#### WORK INSTRUCTIONS:
Convert every line of the items below into a single numbered list, skipping blank lines and leaving out the pictures.

#### RECORD EXTRACTS:
────────────────

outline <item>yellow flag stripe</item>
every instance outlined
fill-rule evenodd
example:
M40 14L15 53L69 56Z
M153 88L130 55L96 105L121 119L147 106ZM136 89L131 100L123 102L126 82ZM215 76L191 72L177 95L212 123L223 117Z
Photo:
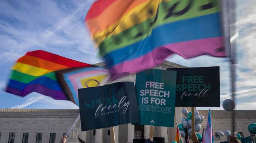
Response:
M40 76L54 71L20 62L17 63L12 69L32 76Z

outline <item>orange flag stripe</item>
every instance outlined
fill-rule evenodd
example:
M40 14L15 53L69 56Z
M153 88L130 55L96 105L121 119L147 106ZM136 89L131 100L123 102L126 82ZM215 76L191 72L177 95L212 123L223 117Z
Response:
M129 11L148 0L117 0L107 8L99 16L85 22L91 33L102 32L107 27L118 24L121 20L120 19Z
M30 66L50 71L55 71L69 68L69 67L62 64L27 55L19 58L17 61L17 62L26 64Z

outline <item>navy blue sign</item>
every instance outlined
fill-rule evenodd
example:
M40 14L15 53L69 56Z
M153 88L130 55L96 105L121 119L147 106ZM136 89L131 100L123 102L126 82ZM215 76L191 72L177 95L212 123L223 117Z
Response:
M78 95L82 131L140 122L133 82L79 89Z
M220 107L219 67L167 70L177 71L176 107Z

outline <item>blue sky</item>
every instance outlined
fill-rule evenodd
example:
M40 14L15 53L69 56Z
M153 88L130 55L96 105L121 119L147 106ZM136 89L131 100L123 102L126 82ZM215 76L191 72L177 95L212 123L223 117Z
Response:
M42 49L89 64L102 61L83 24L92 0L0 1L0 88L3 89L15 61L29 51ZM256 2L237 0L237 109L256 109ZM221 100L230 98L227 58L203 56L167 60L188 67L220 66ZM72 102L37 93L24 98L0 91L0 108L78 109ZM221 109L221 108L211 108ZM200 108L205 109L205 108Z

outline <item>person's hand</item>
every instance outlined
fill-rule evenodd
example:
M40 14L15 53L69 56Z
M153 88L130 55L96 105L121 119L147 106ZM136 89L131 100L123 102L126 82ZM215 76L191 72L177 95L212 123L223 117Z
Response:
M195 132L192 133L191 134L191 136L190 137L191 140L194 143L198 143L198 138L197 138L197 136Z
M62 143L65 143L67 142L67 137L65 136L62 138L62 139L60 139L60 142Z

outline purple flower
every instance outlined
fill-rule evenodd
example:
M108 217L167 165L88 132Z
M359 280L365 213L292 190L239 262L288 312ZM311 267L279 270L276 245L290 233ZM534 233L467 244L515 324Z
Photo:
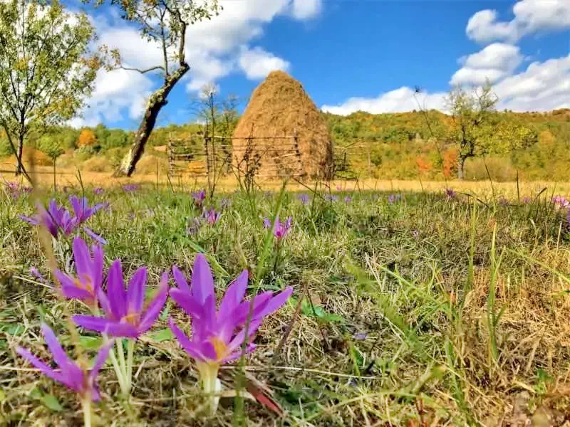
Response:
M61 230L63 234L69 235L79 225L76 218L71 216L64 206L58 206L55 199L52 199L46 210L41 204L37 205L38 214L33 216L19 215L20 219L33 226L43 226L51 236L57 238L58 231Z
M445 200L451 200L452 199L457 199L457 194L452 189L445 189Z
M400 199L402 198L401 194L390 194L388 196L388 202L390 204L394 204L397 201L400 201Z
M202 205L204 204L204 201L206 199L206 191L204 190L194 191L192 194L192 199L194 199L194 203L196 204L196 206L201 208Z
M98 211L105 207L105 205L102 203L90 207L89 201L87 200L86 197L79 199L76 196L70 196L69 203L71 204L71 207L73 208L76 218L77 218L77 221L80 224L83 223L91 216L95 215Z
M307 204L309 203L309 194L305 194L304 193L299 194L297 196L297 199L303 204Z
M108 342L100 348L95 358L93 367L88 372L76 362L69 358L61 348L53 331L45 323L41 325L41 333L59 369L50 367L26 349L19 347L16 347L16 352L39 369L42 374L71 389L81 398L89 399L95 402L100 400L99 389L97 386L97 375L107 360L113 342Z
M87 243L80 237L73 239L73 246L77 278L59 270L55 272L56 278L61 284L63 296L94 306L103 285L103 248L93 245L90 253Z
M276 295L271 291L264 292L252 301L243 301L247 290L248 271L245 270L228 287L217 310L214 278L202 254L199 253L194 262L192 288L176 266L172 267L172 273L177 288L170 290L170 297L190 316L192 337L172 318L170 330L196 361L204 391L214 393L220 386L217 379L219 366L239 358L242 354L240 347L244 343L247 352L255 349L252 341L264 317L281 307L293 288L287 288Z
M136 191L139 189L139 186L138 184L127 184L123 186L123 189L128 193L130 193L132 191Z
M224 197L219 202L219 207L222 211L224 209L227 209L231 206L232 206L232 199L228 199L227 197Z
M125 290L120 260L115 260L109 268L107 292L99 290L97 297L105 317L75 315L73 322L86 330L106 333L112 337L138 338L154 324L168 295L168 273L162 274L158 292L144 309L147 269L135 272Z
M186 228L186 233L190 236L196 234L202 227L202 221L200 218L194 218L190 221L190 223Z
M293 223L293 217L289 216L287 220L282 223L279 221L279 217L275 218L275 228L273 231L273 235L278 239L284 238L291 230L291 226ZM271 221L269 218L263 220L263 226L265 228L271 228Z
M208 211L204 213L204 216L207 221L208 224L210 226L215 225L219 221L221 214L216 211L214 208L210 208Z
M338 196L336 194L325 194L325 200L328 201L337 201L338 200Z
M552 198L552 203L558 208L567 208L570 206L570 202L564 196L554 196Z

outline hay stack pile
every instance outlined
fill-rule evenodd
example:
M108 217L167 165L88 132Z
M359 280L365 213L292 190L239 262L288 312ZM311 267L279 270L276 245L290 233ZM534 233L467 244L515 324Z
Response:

────────────────

#### FULL RESPONSE:
1. outline <item>yellow flag stripe</item>
2. every instance outlined
3. fill-rule evenodd
4. example:
5. M40 14L15 53L69 56Z
6. M153 88L130 55L96 105L121 119L147 106ZM136 89L131 100L123 102L126 82ZM215 76L191 72L177 95L212 123L223 117Z
7. Photo:
8. Response:
9. M40 76L54 71L20 62L17 63L12 69L32 76Z
10. outline <item>orange flag stripe</item>
11. every instance outlined
12. fill-rule evenodd
13. example:
14. M40 14L15 53L69 56Z
15. M153 88L130 55L96 105L121 119L147 106ZM136 89L131 100L123 102L126 82ZM215 76L191 72L177 95L212 123L223 117Z
16. Response:
17. M129 11L148 0L117 0L107 8L99 16L85 22L91 33L102 32L107 27L118 24L121 20L120 19Z
18. M30 66L50 71L55 71L69 68L69 67L62 64L27 55L19 58L17 61L17 62L26 64Z
19. outline <item>navy blue sign</item>
20. every instance outlined
21. fill-rule evenodd
22. example:
23. M40 14L15 53L69 56Z
24. M153 88L130 55L96 105L121 119L147 106ZM136 89L131 100L123 102L126 82ZM215 76L191 72L177 95L212 123L223 117Z
25. Response:
26. M78 95L82 131L140 122L133 82L79 89Z
27. M220 107L219 67L167 70L177 71L176 107Z
28. outline <item>blue sky</item>
29. every instance outlined
30. fill-rule evenodd
31. example:
32. M40 14L15 53L69 56Z
33. M153 88L130 55L96 105L121 119L147 106ZM136 89L131 100L123 102L126 82ZM215 76L191 72L177 95L212 123L223 117Z
34. Response:
35. M42 49L89 64L102 61L83 24L92 0L0 1L0 88L3 89L15 61L29 51ZM256 2L237 0L237 109L256 109ZM221 100L230 98L227 58L203 56L167 60L188 67L220 66ZM72 102L37 93L24 98L0 91L0 108L78 109ZM221 109L221 108L211 108ZM200 108L205 109L205 108Z
36. outline <item>person's hand</item>
37. every instance outlined
38. fill-rule evenodd
39. example:
40. M40 14L15 53L69 56Z
41. M153 88L130 55L96 105L121 119L147 106ZM136 89L131 100L123 102L126 82ZM215 76L191 72L177 95L212 123L223 117Z
42. Response:
43. M195 132L192 133L191 134L191 136L190 137L191 140L194 143L198 143L198 138L197 138L197 136Z
44. M62 143L65 143L67 142L67 137L65 136L62 138L62 139L60 139L60 142Z
45. outline purple flower
46. every instance outlined
47. fill-rule evenodd
48. example:
49. M108 217L167 165L88 132Z
50. M359 280L365 213L292 190L239 262L288 312ZM311 267L279 270L276 245L290 233ZM534 233L467 244L515 324Z
51. Photo:
52. Response:
53. M61 230L63 234L69 235L79 225L76 218L71 216L64 206L58 206L55 199L52 199L46 210L41 204L37 205L38 214L33 216L19 215L20 219L33 226L43 226L51 236L57 238L58 231Z
54. M445 200L451 200L452 199L457 199L457 194L452 189L445 189Z
55. M400 199L402 198L401 194L390 194L388 196L388 202L390 204L394 204L397 201L400 201Z
56. M202 205L204 204L204 201L206 199L206 191L204 190L194 191L192 194L192 199L194 199L194 203L196 204L196 206L201 208Z
57. M98 211L105 207L105 205L102 203L90 207L89 201L87 200L86 197L79 199L76 196L70 196L69 203L71 204L71 207L73 208L76 218L77 218L77 221L80 224L83 223L91 216L95 215Z
58. M307 204L309 203L309 194L305 194L304 193L299 194L297 196L297 199L303 204Z
59. M108 342L100 348L95 358L93 367L88 372L76 362L69 358L61 348L53 331L45 323L41 325L41 333L59 369L50 367L26 349L19 347L16 347L16 352L39 369L42 374L71 389L81 398L89 399L95 402L100 400L99 389L97 386L97 375L107 360L113 342Z
60. M87 243L80 237L73 239L73 246L77 278L59 270L55 272L56 278L61 284L63 296L94 306L103 285L103 248L93 245L90 253Z
61. M276 295L271 291L264 292L252 301L243 301L247 290L248 271L245 270L228 287L217 310L214 278L202 254L199 253L194 262L192 288L176 266L172 267L172 273L177 288L170 290L170 297L190 316L192 337L172 318L170 330L196 361L204 391L214 393L220 386L217 379L219 366L239 358L242 354L240 347L244 343L247 352L255 349L252 341L264 317L281 307L293 288L287 288Z
62. M136 191L139 189L139 186L138 184L127 184L123 186L123 189L128 193L130 193L132 191Z
63. M224 197L219 202L219 207L222 211L224 209L227 209L231 206L232 206L232 199L228 199L227 197Z
64. M125 290L120 260L115 260L109 268L107 292L99 290L97 297L105 317L75 315L73 322L86 330L106 333L112 337L138 338L154 324L168 295L168 273L162 274L158 292L144 309L147 269L135 272Z
65. M186 228L186 233L190 236L196 234L202 227L202 221L200 218L194 218L190 221L190 223Z
66. M293 223L293 217L289 216L287 220L282 223L279 221L279 217L275 218L275 228L273 231L273 235L278 239L284 238L291 230L291 226ZM271 221L269 218L263 220L263 226L265 228L271 228Z
67. M208 211L204 213L204 216L207 221L208 224L210 226L215 225L219 221L221 214L216 211L214 208L210 208Z
68. M338 196L336 194L325 194L325 200L328 201L337 201L338 200Z
69. M552 198L552 203L558 208L567 208L570 206L570 202L564 196L554 196Z
70. outline hay stack pile
71. every instance outlined
72. fill-rule evenodd
73. example:
74. M108 217L167 165L88 132Z
75. M359 280L365 213L292 190L239 262L288 312ZM311 267L279 270L276 245L290 233ZM534 233L467 244L515 324Z
76. Response:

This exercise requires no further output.